# [Short exercise]
Update the entries below by replacing "one point per instance" with "one point for each instance" and keeping everything else the same. Leave the pictures out of your answer.

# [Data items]
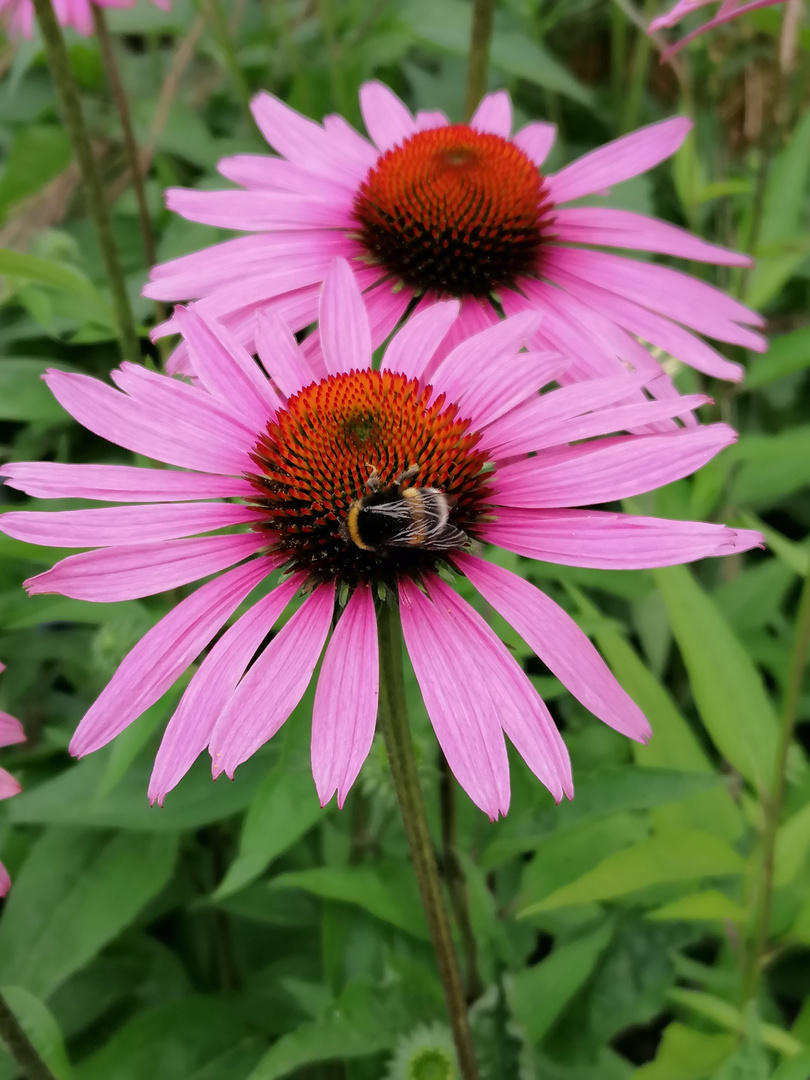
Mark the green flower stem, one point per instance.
(67, 91)
(774, 799)
(400, 750)
(21, 1047)
(119, 95)
(480, 41)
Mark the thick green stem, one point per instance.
(119, 96)
(480, 41)
(400, 750)
(774, 799)
(21, 1047)
(67, 91)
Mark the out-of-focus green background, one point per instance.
(241, 932)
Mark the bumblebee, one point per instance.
(402, 516)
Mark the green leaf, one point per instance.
(677, 856)
(39, 1024)
(359, 1024)
(387, 892)
(727, 687)
(710, 905)
(686, 1054)
(75, 893)
(539, 995)
(786, 354)
(25, 396)
(283, 809)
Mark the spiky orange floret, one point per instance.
(315, 458)
(454, 211)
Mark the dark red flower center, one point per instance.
(454, 211)
(315, 460)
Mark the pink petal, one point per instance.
(412, 348)
(136, 570)
(345, 713)
(189, 730)
(536, 139)
(556, 638)
(346, 337)
(494, 115)
(608, 541)
(9, 785)
(620, 228)
(609, 469)
(274, 684)
(113, 526)
(11, 730)
(192, 439)
(280, 354)
(388, 121)
(455, 690)
(51, 480)
(619, 160)
(162, 655)
(227, 369)
(514, 701)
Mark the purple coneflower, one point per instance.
(11, 731)
(430, 210)
(18, 14)
(364, 486)
(727, 11)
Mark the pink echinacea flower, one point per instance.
(362, 485)
(18, 14)
(427, 211)
(11, 731)
(727, 11)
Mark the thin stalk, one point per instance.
(400, 750)
(67, 92)
(21, 1047)
(774, 800)
(131, 147)
(455, 878)
(481, 38)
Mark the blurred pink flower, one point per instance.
(727, 11)
(429, 211)
(18, 14)
(11, 731)
(297, 449)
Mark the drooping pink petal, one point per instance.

# [Completed task]
Mark the green flower stem, one point for each instance.
(67, 91)
(774, 799)
(400, 750)
(21, 1047)
(119, 95)
(480, 41)
Mark the thick green stem, one point for each instance.
(119, 96)
(480, 41)
(400, 750)
(774, 799)
(21, 1047)
(67, 91)
Mark the out-of-focus green background, one point for each instance.
(241, 932)
Mark the bumblebee, one point for each instance.
(402, 516)
Mark the green leaf, one point for each instance.
(677, 856)
(39, 1024)
(359, 1024)
(387, 892)
(727, 687)
(710, 905)
(686, 1054)
(75, 893)
(539, 995)
(786, 354)
(25, 396)
(283, 809)
Mark the spiky orange floret, one point for each instance.
(315, 458)
(454, 211)
Mark the dark red flower center, one point for each instance.
(454, 211)
(315, 460)
Mark the pink petal, one point for each instance.
(412, 348)
(136, 570)
(345, 713)
(189, 730)
(536, 139)
(556, 638)
(346, 337)
(494, 115)
(608, 541)
(9, 785)
(620, 228)
(609, 469)
(274, 684)
(113, 526)
(11, 730)
(192, 439)
(280, 354)
(388, 121)
(455, 690)
(51, 480)
(619, 160)
(162, 655)
(227, 369)
(514, 701)
Mark the purple coneflower, one point for each instance.
(11, 731)
(430, 210)
(18, 14)
(364, 486)
(727, 11)
Mark the pink echinacea flower, one point for each instance.
(362, 485)
(18, 14)
(427, 211)
(11, 731)
(727, 11)
Mark the thin stalk, one point for each instance.
(400, 750)
(67, 92)
(21, 1047)
(774, 800)
(131, 147)
(455, 878)
(481, 38)
Mark the blurred pink flower, one point for each instance.
(727, 11)
(429, 211)
(18, 14)
(11, 731)
(297, 449)
Mark the drooping pink petal, one point for each instance.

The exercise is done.